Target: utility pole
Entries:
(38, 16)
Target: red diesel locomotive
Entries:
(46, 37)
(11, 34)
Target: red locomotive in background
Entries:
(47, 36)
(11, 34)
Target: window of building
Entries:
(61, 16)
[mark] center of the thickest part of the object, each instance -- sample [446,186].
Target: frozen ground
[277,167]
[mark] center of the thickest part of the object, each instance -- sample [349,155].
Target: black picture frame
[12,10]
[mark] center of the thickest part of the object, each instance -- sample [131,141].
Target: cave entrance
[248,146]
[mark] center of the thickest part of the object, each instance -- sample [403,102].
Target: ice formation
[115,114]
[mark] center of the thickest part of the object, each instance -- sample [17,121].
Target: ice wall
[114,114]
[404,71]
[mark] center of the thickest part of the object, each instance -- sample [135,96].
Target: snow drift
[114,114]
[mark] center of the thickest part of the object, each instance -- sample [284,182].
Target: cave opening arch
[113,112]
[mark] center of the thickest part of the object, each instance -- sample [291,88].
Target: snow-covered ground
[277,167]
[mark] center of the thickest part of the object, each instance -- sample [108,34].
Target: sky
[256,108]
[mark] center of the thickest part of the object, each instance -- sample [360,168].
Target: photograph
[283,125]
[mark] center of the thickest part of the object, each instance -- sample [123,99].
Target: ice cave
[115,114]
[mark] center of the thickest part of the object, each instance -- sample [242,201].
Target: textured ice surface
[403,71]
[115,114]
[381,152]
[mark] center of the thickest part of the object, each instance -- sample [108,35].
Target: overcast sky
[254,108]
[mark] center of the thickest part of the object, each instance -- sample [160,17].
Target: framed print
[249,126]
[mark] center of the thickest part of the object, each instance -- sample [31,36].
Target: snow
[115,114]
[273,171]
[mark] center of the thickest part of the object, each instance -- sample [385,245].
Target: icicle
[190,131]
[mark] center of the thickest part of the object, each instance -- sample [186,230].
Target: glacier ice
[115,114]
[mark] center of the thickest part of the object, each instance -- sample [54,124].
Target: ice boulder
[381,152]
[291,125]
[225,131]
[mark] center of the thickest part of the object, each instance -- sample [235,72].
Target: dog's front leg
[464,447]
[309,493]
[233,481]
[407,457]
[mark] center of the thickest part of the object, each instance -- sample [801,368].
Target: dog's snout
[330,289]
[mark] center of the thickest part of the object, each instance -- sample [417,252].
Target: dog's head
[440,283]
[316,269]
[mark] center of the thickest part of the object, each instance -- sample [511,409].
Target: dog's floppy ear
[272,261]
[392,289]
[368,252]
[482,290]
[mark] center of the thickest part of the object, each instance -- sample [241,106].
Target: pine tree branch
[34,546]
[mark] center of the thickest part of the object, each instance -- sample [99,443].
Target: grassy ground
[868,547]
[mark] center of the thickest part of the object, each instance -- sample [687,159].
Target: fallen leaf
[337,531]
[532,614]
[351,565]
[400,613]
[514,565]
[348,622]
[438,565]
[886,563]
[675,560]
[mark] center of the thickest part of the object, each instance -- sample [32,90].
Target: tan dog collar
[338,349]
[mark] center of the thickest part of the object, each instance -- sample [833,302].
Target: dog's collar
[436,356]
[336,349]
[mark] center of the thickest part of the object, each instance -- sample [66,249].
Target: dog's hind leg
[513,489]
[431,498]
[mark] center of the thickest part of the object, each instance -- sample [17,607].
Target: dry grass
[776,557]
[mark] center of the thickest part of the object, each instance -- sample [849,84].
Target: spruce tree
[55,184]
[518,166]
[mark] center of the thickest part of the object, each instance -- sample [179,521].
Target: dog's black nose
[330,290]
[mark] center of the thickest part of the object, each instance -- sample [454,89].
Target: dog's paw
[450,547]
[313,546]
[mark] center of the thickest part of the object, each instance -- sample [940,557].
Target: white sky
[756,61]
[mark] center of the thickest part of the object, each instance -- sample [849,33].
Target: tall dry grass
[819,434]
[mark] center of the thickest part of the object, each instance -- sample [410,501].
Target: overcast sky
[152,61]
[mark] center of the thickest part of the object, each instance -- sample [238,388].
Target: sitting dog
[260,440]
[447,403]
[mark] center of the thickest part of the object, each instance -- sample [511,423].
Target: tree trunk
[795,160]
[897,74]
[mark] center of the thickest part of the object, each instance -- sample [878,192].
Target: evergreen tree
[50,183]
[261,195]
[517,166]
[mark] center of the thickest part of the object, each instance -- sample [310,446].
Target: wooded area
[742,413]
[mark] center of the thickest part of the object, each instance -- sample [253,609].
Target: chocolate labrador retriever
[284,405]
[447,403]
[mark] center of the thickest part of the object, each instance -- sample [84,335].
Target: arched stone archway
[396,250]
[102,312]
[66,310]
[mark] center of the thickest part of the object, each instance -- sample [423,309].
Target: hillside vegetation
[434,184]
········
* _REQUIREMENT_: Copy the listing word for word, leaving nothing out.

* _TASK SOLUTION_:
Target: utility pole
Entries:
(38, 16)
Target: red diesel locomotive
Entries:
(46, 37)
(11, 34)
Target: red locomotive in background
Entries:
(47, 36)
(11, 34)
Target: window of building
Entries:
(61, 16)
[mark] center of the thickest part of the object, each instance -- sample [446,186].
Target: frozen ground
[277,167]
[mark] center of the thickest part of the object, each instance -- sample [349,155].
Target: black picture frame
[12,10]
[mark] center of the thickest part of the object, each instance -- sample [131,141].
Target: cave entrance
[248,146]
[mark] center of the thickest part of the object, each instance -- sample [403,102].
Target: ice formation
[115,114]
[mark] center of the thickest part of the object, each instance -- sample [17,121].
Target: ice wall
[114,114]
[404,71]
[mark] center of the thickest part of the object, each instance -- sample [135,96].
Target: snow drift
[114,114]
[mark] center of the thickest part of the object, each instance -- sample [284,182].
Target: cave opening arch
[113,112]
[mark] center of the thickest part of the object, each instance -- sample [291,88].
Target: snow-covered ground
[277,167]
[mark] center of the thickest part of the object, each instance -- sample [108,34].
Target: sky
[256,108]
[mark] center of the thickest part of the object, each instance -- sample [360,168].
Target: photograph
[283,125]
[mark] center of the thickest part of the object, each instance -- sample [123,99].
Target: ice cave
[115,114]
[mark] center of the thickest part of the object, each instance -- sample [242,201].
Target: textured ice surface
[403,71]
[115,114]
[381,152]
[mark] center of the thickest part of the object, each instance -- sample [108,35].
Target: overcast sky
[254,108]
[mark] center of the thickest part of the object, each instance -- sample [160,17].
Target: framed print
[249,126]
[mark] center of the thickest part of the object, each instance -- sample [31,36].
Target: snow
[115,114]
[273,171]
[mark] center of the thickest part of the object, each instance -- sample [385,245].
Target: icicle
[190,131]
[mark] center of the thickest part of the object, each instance -- sample [186,230].
Target: glacier ice
[115,114]
[mark] center of the thickest part of the object, each instance -- sample [54,124].
Target: ice boulder
[381,152]
[291,125]
[225,131]
[mark] center of the thickest part of the object, each instance -- sample [235,72].
Target: dog's front leg
[464,447]
[309,493]
[233,481]
[407,457]
[mark] center of the thickest part of the object, each instance -- sample [801,368].
Target: dog's snout
[330,289]
[mark] center of the thickest part of the object, each instance -- sample [417,252].
Target: dog's head
[440,283]
[316,269]
[mark] center of the thickest part of the object, each instance -- sample [511,409].
Target: dog's floppy ear
[272,261]
[392,289]
[368,252]
[482,290]
[mark] center of the thickest part of the object, each instance -- sample [241,106].
Target: pine tree branch
[34,546]
[mark] center of the thickest part of the object, each instance -- sample [99,443].
Target: grassy ground
[868,547]
[mark] center of the thickest part of the object, each instance -- sample [687,159].
Target: fallen leaf
[337,531]
[532,614]
[351,565]
[400,613]
[514,565]
[348,622]
[438,565]
[886,563]
[675,560]
[mark] center of the thickest part of the object, each instance -- sample [32,90].
Target: tan dog collar
[338,349]
[mark] center of the thickest part of the object, each instance -- sample [833,302].
Target: dog's collar
[436,356]
[336,349]
[mark] center of the thickest part of the object, each instance -- sample [66,249].
Target: dog's hind leg
[513,489]
[431,498]
[mark] center of the thickest part of the object, each instance -- sample [17,607].
Target: dry grass
[776,557]
[mark] center of the thickest part of the object, each instance -- sample [849,84].
Target: spruce tree
[55,184]
[518,166]
[mark] center of the thickest part of the object, each instance -- sample [179,521].
Target: dog's black nose
[330,290]
[mark] center of the thickest part of the object, each instance -- sample [454,89].
Target: dog's paw
[450,547]
[313,546]
[mark] center of the thickest part of the object, each instance -- sample [940,557].
Target: white sky
[756,61]
[mark] center of the thickest part of the object, each instance -- sample [849,33].
Target: tall dry grass
[819,434]
[mark] center of the thickest part of the object, each instance -- sample [410,501].
Target: overcast sky
[152,61]
[mark] center of the thickest part of the object, each instance -- sample [238,388].
Target: sitting dog
[260,440]
[447,403]
[mark] center of the thickest part of the object, each instance -- sample [511,423].
Target: tree trunk
[795,160]
[897,74]
[mark] center of the thickest part of the object, each instance -- sample [878,192].
Target: evergreen tree
[50,183]
[261,195]
[517,166]
[mark] center of the thickest part of the object, each instance -- sample [310,446].
Target: wooded area
[742,413]
[mark] center of the thickest part of the object, each instance -- sample [253,609].
Target: chocolate labrador retriever
[284,405]
[447,403]
[mark] center of the thickest part of the object, each instance -- sample [84,335].
Target: arched stone archway
[396,250]
[102,312]
[66,310]
[mark] center of the thickest part of the object, each instance -- sample [423,309].
Target: hillside vegetation
[434,184]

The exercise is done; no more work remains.